- Exercise objective -
Reproduce the rows between the line containing "Can you tell me where the tall" and the end of the rows, inclusive, swapping "JSON array" for "JSON list" and leaving everything else unchanged.

- Records for the task -
========================================

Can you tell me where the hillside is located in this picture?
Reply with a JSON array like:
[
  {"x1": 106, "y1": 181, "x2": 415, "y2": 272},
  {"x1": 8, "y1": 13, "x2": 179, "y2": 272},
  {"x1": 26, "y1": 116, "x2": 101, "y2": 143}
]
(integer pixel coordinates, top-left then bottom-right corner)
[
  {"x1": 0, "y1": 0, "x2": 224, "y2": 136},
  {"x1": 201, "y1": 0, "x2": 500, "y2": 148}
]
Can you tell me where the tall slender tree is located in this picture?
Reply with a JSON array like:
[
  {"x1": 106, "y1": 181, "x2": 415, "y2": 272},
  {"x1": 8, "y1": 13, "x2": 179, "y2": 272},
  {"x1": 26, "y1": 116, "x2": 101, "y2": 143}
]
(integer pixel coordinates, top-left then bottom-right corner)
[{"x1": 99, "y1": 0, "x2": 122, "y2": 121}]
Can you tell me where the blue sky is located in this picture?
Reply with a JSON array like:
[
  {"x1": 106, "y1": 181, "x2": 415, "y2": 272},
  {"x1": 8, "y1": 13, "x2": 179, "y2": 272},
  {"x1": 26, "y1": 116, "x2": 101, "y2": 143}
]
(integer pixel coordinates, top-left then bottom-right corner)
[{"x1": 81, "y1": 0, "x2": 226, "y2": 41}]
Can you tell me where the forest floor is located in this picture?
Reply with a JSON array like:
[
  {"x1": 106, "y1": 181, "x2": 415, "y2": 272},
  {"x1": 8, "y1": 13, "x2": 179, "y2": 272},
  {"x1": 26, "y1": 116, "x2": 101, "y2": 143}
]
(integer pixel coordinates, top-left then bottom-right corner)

========================================

- Exercise response -
Can you tell me where the tall slender tree is located in this picture?
Reply with a JSON list like:
[
  {"x1": 106, "y1": 181, "x2": 415, "y2": 272},
  {"x1": 8, "y1": 13, "x2": 179, "y2": 272},
  {"x1": 26, "y1": 116, "x2": 101, "y2": 143}
]
(integer pixel coordinates, top-left then bottom-right corner)
[{"x1": 99, "y1": 0, "x2": 122, "y2": 121}]
Can you tell me where the blue sky is located in this picture?
Reply with a JSON list like:
[
  {"x1": 106, "y1": 181, "x2": 415, "y2": 272},
  {"x1": 8, "y1": 13, "x2": 179, "y2": 272},
  {"x1": 26, "y1": 116, "x2": 101, "y2": 143}
]
(integer pixel coordinates, top-left then bottom-right corner)
[{"x1": 81, "y1": 0, "x2": 226, "y2": 41}]
Can you tell me where the forest floor is located in this picture?
Reply with a JSON list like:
[
  {"x1": 106, "y1": 181, "x2": 415, "y2": 272},
  {"x1": 8, "y1": 13, "x2": 179, "y2": 272},
  {"x1": 26, "y1": 116, "x2": 101, "y2": 143}
]
(integer pixel coordinates, top-left then bottom-right corner)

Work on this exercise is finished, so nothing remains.